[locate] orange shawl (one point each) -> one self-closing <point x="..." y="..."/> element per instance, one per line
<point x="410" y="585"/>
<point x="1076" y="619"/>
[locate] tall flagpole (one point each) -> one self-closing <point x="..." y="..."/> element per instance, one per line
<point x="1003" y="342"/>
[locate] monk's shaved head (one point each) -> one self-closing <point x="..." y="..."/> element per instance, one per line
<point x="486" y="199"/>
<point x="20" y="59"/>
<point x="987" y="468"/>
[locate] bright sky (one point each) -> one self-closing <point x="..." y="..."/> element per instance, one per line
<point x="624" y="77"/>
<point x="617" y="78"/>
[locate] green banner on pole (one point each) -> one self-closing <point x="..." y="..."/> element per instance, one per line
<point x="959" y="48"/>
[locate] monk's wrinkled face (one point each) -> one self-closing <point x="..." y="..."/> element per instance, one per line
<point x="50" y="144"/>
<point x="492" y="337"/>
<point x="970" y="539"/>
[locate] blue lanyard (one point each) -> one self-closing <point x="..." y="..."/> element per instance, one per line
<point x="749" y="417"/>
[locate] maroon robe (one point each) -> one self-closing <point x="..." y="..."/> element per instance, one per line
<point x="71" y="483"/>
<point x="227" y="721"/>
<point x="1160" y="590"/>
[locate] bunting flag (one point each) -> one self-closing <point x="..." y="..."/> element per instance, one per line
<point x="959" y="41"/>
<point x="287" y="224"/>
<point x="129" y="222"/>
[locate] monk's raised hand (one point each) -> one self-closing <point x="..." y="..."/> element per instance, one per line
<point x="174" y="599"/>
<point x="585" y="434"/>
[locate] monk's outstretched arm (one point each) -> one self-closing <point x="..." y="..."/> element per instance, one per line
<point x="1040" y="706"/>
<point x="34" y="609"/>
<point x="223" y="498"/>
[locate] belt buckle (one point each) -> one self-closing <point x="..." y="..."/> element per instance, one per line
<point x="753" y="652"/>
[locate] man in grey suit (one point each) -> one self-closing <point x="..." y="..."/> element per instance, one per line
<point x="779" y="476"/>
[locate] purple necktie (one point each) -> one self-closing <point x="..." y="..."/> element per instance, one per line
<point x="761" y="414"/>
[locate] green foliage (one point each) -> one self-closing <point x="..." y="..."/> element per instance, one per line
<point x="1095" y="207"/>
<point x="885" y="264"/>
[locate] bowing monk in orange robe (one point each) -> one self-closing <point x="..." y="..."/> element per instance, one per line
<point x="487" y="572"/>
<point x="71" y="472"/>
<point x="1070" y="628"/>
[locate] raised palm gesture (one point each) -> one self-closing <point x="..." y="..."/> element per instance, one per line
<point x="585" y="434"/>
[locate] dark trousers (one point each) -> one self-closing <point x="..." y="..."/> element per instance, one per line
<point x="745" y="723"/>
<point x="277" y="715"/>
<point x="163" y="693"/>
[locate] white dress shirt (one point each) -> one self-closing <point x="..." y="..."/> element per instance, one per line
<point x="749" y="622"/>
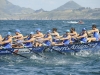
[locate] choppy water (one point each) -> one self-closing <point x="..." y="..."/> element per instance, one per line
<point x="83" y="63"/>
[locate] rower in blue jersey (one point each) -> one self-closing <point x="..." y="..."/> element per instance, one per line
<point x="83" y="36"/>
<point x="95" y="32"/>
<point x="66" y="38"/>
<point x="7" y="41"/>
<point x="73" y="34"/>
<point x="55" y="35"/>
<point x="18" y="39"/>
<point x="30" y="40"/>
<point x="47" y="38"/>
<point x="39" y="35"/>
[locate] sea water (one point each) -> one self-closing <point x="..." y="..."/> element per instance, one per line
<point x="82" y="63"/>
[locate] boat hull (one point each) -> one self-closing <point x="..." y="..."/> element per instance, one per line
<point x="77" y="47"/>
<point x="22" y="50"/>
<point x="61" y="48"/>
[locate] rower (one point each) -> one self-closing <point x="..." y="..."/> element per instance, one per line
<point x="73" y="34"/>
<point x="30" y="40"/>
<point x="39" y="35"/>
<point x="6" y="43"/>
<point x="83" y="36"/>
<point x="66" y="38"/>
<point x="18" y="38"/>
<point x="55" y="35"/>
<point x="95" y="32"/>
<point x="47" y="38"/>
<point x="1" y="38"/>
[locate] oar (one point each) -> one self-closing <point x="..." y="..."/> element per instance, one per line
<point x="37" y="53"/>
<point x="17" y="54"/>
<point x="56" y="50"/>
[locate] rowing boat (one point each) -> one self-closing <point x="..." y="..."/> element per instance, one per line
<point x="60" y="48"/>
<point x="77" y="47"/>
<point x="22" y="50"/>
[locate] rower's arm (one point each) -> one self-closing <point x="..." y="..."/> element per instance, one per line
<point x="82" y="36"/>
<point x="28" y="40"/>
<point x="8" y="41"/>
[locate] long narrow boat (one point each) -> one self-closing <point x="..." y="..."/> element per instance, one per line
<point x="77" y="47"/>
<point x="22" y="50"/>
<point x="61" y="48"/>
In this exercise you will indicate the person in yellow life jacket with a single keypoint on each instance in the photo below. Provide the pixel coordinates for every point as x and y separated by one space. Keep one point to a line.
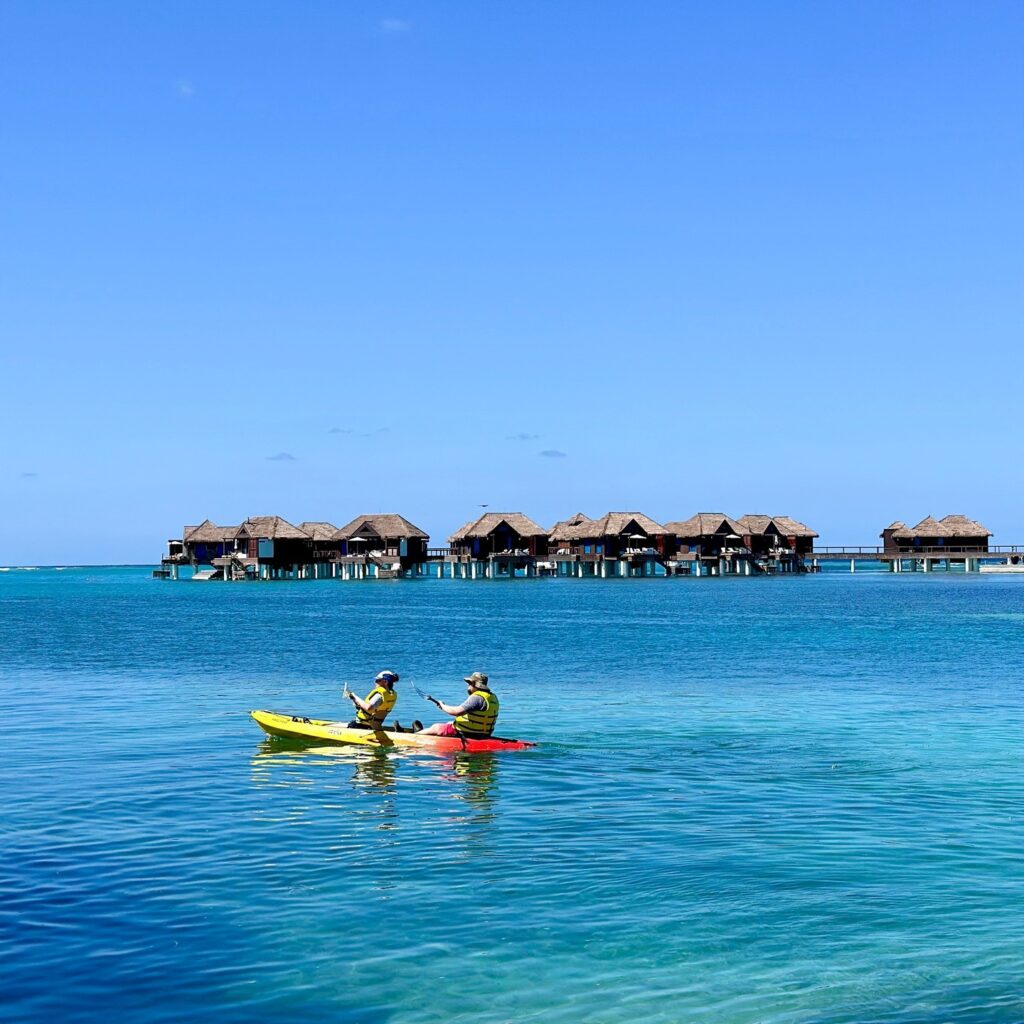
475 717
377 705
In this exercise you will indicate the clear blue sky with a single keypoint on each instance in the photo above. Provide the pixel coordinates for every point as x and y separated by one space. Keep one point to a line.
317 259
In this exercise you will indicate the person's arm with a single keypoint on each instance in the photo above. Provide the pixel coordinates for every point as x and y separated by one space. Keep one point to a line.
473 702
366 707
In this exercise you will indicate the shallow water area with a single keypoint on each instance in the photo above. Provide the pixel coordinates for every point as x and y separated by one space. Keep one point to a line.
779 800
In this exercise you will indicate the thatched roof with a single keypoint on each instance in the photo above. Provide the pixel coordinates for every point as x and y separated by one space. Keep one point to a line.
562 529
209 532
792 527
613 524
318 530
950 525
384 524
271 527
489 521
929 526
706 524
784 525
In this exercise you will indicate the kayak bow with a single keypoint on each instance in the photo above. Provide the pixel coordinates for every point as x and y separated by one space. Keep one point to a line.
298 727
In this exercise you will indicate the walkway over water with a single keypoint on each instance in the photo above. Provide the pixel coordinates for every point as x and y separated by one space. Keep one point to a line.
878 553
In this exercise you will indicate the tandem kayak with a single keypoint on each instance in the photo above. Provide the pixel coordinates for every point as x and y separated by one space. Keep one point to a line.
298 727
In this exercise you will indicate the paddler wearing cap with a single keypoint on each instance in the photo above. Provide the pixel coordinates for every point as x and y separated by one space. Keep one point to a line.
377 705
475 717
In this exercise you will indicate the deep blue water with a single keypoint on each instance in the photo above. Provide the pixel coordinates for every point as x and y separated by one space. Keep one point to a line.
764 800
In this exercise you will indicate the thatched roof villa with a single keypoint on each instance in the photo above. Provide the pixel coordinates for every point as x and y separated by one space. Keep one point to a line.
614 535
950 534
499 534
705 535
385 532
763 534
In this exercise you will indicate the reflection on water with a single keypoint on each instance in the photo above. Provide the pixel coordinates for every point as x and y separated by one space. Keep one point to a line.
390 777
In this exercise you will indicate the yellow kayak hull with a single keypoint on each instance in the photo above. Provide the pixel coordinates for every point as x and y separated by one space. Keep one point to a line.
323 730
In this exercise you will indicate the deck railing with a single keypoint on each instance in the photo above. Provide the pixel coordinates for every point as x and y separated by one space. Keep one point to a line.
931 552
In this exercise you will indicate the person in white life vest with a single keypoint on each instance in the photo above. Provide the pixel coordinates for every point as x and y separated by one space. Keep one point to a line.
475 717
376 706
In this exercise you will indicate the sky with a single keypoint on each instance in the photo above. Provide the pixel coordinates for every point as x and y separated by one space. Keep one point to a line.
320 259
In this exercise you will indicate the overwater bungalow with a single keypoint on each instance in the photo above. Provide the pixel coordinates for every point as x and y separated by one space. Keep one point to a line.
712 544
615 544
777 544
276 550
952 535
201 545
498 544
382 544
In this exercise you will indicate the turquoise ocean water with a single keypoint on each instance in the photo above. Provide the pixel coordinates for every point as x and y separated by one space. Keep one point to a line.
781 800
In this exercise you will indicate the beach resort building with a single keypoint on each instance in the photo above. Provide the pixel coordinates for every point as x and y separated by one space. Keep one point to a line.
710 544
777 544
498 543
950 535
381 544
615 544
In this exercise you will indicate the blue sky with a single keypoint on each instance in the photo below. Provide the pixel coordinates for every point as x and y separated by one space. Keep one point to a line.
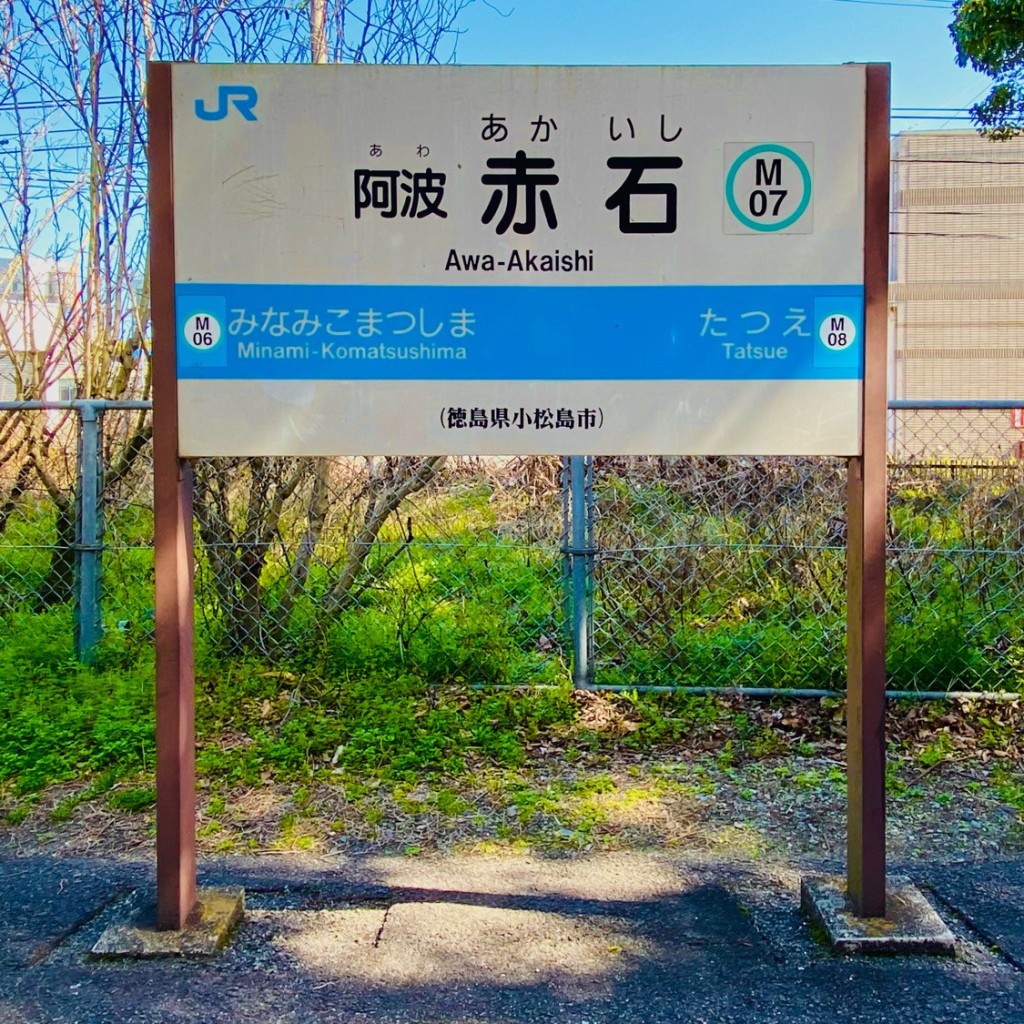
911 35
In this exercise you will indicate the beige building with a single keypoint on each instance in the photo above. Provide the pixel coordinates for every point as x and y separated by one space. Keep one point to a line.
956 292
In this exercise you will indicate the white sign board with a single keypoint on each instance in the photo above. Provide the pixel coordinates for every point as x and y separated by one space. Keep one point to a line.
518 260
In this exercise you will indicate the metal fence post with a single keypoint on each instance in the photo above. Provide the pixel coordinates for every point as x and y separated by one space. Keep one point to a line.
581 561
88 535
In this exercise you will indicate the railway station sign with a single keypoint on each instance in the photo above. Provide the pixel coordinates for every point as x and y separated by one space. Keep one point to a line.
518 260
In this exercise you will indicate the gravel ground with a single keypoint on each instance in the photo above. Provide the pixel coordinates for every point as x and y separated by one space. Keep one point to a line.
759 781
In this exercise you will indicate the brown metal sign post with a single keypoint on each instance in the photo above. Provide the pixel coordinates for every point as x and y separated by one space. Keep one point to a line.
866 541
172 512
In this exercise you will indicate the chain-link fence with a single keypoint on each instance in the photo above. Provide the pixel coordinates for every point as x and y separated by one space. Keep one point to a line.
677 571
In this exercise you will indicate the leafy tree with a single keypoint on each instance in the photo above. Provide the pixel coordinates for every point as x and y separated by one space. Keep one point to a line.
989 37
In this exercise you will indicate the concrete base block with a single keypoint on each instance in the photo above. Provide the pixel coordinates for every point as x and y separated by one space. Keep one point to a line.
218 910
909 928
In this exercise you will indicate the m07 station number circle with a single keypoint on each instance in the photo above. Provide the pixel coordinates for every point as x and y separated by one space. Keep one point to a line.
768 187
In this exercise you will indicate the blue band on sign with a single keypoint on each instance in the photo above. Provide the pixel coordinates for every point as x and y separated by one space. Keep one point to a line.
397 332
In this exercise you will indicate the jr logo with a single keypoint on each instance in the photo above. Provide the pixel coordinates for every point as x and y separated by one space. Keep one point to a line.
243 96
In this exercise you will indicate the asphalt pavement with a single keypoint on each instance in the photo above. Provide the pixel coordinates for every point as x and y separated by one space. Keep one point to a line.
624 938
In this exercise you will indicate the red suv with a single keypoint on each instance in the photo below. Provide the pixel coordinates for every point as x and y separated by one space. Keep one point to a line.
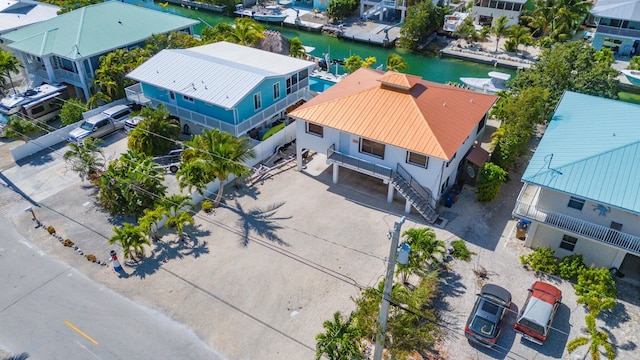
536 316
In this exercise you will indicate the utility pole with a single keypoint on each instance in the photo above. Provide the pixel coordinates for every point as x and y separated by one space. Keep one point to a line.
388 285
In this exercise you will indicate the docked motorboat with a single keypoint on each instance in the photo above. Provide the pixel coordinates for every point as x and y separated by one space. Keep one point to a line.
497 81
452 22
632 75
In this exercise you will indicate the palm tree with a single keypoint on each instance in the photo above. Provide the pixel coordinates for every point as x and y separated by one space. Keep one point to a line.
132 239
395 62
296 49
340 341
519 34
178 209
597 338
155 134
8 64
86 159
500 28
214 155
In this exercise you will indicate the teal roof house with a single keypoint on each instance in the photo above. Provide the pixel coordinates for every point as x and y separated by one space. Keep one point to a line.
581 188
234 88
67 48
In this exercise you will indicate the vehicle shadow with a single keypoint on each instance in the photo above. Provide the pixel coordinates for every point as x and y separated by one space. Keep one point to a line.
558 335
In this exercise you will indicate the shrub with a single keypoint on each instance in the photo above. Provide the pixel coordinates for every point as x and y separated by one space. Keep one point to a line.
570 266
207 206
541 260
490 181
460 250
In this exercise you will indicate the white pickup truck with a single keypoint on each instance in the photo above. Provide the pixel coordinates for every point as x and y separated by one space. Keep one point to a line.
102 124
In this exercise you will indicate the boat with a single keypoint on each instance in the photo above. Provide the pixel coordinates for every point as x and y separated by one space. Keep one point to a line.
497 81
632 75
452 22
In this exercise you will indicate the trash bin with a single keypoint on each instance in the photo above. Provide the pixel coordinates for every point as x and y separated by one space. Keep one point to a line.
521 228
448 199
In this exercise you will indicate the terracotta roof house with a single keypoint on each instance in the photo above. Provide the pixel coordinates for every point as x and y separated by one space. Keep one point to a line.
581 188
410 133
67 48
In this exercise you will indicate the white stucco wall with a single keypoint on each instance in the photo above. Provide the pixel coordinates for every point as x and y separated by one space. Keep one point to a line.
557 201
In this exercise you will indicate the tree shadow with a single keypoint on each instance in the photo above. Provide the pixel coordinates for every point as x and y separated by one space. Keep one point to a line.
263 222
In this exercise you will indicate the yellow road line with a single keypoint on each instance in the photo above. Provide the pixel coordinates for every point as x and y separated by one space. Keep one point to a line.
80 332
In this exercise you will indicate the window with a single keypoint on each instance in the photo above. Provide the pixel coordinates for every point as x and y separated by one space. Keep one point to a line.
568 242
276 91
576 203
372 148
257 101
417 159
315 129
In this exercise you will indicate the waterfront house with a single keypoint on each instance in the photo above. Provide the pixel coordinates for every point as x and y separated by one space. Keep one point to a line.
410 133
235 88
581 188
618 26
67 48
485 12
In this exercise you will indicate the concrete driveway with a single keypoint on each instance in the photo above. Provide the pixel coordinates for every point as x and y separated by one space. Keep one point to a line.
265 270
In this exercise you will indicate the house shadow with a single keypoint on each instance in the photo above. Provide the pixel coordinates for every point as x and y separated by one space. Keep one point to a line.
505 341
262 222
558 335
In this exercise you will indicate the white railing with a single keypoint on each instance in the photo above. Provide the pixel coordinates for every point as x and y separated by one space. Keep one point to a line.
578 226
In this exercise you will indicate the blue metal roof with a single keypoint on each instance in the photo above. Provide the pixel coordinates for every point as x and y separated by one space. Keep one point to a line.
591 149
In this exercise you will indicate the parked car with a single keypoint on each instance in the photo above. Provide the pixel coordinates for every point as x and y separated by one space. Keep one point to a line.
485 322
536 316
101 124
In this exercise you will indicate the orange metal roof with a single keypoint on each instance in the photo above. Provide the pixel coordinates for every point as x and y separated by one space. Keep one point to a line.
400 110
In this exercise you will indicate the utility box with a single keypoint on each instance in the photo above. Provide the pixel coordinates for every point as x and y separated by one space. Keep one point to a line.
521 228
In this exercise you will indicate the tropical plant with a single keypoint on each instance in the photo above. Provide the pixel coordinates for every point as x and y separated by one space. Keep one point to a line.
596 339
156 133
571 266
132 239
500 28
131 184
20 129
296 49
421 21
213 155
8 64
460 250
395 62
71 111
341 340
425 248
355 62
86 158
490 181
542 259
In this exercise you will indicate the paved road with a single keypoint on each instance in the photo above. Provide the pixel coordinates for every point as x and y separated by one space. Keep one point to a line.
50 311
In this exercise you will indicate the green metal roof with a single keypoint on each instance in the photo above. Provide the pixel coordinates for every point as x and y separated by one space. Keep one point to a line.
591 149
94 30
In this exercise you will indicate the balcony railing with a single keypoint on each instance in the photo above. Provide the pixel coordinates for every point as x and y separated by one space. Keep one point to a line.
358 164
577 226
134 93
615 30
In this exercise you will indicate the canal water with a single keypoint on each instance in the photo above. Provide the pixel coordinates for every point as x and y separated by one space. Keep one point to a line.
429 66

STATED EXERCISE: Output, as a numbered list with blank lines omitted, every line starting at the one that contains "In this exercise you will indicate the orange" and ending at the last line of the items, both included.

ANSWER FOR THE TASK:
1. In this exercise you will indicate the orange metal roof with a single keypoint on each instance in the photo above. Provide the pixel coordinates for every point as x and y separated by one space. Keep one point to a line.
2. 400 110
3. In this exercise you will indicate the utility box with a single keypoint on each instance in the photo above. Provide the pixel coordinates for every point as x and y separated by one space. Keep one point to a line.
4. 521 228
5. In this exercise you will indicate the tropical plant with a single keypoint on each instance in the photo above. Provide the pixel coordinates for every point as x and y separated by one space. Keep one point to a line.
6. 596 339
7. 156 133
8. 571 266
9. 132 239
10. 500 28
11. 131 184
12. 20 129
13. 296 49
14. 421 21
15. 213 155
16. 8 64
17. 460 250
18. 395 62
19. 71 111
20. 341 340
21. 425 248
22. 355 62
23. 86 158
24. 490 181
25. 542 259
26. In this exercise you will indicate the paved road with a single keypoint on each instance in the photo above. Provide the pixel coordinates for every point as x and y separated by one space. Keep one point to a line.
27. 50 311
28. In this exercise you will indicate the green metal roof with a single keypoint on each instance in the photo above. Provide the pixel coordinates for every point as x and y separated by one space. Keep one point to a line.
29. 591 149
30. 94 30
31. In this exercise you will indicate the balcony railing with a single keypoint on each instance in the photo above. Provide the pixel coordinates for every point as x and y separated by one space. Keep one point to a line.
32. 358 164
33. 577 226
34. 134 93
35. 615 30
36. In this exercise you will indicate the canal water with a single keypoint on each instance in the photo above. Provide the pixel coordinates for every point as x and y separated by one space. Keep one point to a line.
37. 429 66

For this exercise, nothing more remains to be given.